DESCRIZIONE ESERCIZIO
Puoi ricopiare parola per parola le righe riportate qui sotto, dalla riga che contiene "One point goes on every instance of the cupcake topper" fino a quella che contiene "x=298 y=527", entrambe incluse?

DATI ESTRATTI
----
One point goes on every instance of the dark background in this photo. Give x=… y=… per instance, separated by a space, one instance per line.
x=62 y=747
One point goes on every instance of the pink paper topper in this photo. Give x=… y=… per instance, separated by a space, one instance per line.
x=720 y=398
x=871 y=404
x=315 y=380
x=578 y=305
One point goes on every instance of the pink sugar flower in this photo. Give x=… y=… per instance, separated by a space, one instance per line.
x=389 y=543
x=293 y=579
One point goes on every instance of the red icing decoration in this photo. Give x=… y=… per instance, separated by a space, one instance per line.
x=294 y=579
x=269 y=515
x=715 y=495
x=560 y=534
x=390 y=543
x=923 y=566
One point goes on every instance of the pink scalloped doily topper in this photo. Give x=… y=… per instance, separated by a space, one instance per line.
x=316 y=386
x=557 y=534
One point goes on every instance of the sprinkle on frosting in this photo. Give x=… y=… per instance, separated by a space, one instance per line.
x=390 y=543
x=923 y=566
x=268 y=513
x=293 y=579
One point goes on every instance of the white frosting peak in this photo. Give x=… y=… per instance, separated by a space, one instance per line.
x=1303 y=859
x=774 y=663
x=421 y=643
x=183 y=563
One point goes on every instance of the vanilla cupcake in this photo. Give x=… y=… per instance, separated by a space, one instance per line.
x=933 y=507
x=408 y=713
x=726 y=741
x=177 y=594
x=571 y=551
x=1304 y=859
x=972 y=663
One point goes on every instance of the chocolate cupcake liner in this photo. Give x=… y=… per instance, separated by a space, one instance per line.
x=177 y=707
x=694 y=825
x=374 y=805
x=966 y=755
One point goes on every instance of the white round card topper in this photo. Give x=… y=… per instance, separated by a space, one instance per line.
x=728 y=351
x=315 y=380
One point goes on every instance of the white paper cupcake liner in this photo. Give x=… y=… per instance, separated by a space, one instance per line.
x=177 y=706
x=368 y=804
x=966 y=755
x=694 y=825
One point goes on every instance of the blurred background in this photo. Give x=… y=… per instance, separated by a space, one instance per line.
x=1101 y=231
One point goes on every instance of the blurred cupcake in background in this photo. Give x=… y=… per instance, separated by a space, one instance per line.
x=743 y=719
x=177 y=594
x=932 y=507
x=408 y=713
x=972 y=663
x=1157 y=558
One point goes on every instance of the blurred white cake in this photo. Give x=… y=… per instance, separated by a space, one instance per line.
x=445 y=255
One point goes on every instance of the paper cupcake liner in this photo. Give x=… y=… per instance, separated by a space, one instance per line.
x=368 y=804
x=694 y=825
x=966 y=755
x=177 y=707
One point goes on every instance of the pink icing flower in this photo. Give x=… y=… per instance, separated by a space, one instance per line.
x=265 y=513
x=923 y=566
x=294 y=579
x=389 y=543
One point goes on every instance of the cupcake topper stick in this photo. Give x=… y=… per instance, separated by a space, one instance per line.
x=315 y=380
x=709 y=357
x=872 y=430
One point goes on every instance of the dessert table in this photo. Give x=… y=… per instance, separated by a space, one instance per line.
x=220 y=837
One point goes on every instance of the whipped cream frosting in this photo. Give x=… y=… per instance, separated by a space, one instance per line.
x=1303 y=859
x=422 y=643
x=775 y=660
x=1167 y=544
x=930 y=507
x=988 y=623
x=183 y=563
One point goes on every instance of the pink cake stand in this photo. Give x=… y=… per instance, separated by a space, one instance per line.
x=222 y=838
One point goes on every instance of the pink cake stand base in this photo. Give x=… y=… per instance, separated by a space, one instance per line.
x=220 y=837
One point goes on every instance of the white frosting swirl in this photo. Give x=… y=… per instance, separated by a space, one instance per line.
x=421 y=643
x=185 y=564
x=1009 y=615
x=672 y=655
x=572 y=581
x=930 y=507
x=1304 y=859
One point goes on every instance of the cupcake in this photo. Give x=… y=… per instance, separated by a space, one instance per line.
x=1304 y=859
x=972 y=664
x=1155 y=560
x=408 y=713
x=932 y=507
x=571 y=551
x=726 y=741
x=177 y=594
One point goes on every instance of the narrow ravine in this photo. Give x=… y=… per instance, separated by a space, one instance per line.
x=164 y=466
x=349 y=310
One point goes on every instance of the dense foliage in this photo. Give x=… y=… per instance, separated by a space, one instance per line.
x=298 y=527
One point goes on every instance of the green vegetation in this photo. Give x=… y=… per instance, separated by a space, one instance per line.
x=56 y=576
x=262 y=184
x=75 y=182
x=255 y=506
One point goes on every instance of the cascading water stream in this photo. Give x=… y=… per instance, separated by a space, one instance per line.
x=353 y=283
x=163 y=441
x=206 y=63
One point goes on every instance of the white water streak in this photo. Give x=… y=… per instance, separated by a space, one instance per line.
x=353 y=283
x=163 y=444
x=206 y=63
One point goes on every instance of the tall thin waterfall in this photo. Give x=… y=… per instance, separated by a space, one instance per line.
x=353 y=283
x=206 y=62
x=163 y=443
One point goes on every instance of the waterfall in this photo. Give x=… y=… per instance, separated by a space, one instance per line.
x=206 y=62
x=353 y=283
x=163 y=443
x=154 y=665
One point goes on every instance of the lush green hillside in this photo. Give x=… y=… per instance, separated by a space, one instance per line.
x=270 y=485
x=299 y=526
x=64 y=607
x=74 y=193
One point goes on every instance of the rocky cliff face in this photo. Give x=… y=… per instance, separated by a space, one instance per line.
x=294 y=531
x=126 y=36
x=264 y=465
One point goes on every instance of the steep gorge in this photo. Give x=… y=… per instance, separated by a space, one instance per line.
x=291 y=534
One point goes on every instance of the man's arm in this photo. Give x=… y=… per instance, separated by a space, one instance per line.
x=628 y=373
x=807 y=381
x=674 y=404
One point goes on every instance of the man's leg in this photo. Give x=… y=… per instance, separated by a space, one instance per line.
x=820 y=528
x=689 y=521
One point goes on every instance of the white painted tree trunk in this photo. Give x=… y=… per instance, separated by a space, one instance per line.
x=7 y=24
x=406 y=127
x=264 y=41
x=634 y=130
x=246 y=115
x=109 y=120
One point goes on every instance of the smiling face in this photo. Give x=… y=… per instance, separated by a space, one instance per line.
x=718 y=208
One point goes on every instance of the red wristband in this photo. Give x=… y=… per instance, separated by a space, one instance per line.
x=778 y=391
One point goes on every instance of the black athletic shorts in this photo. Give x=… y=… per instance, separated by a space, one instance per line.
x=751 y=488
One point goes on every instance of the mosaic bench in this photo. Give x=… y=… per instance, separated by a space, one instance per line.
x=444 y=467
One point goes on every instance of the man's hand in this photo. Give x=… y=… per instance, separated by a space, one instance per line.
----
RISPOSTA
One point goes on every instance of the cupcake topper stick in this photo. Give x=… y=… per instance, separated by a space, one instance per line.
x=315 y=380
x=709 y=357
x=872 y=430
One point goes on every instance of the dessert table in this photo. Give x=… y=… per instance, separated by a space, one instance per line.
x=220 y=837
One point goes on every instance of the whipped cream frosting in this photo. Give x=… y=… per instance, separated by a space, one instance per line.
x=1303 y=859
x=422 y=643
x=775 y=660
x=1167 y=544
x=930 y=507
x=988 y=623
x=183 y=563
One point goes on every instance of the pink cake stand in this photo. Give x=… y=… per instance, separated by a space, one instance per line.
x=222 y=838
One point goes on every instance of the pink cake stand base in this photo. Give x=… y=… per instance, separated by a space, one instance per line.
x=220 y=837
One point goes on every instance of the white frosting swirl in this photo. Give x=… y=… per instance, separated by a space, one instance per line.
x=421 y=643
x=185 y=564
x=1009 y=615
x=672 y=655
x=572 y=581
x=930 y=507
x=1304 y=859
One point goes on every instance of the cupcake in this photo. Give x=… y=… per instance, separated by a space, one instance per line.
x=1304 y=859
x=972 y=664
x=1155 y=560
x=408 y=713
x=932 y=507
x=571 y=551
x=726 y=741
x=177 y=594
One point goes on every instance of the narrow ravine in this photo. Give x=… y=… per instance, separated by a space, one instance per line.
x=164 y=466
x=349 y=310
One point goes on every instance of the dense foliage in this photo. Give x=… y=… per instance, separated by a space, one instance per line.
x=298 y=527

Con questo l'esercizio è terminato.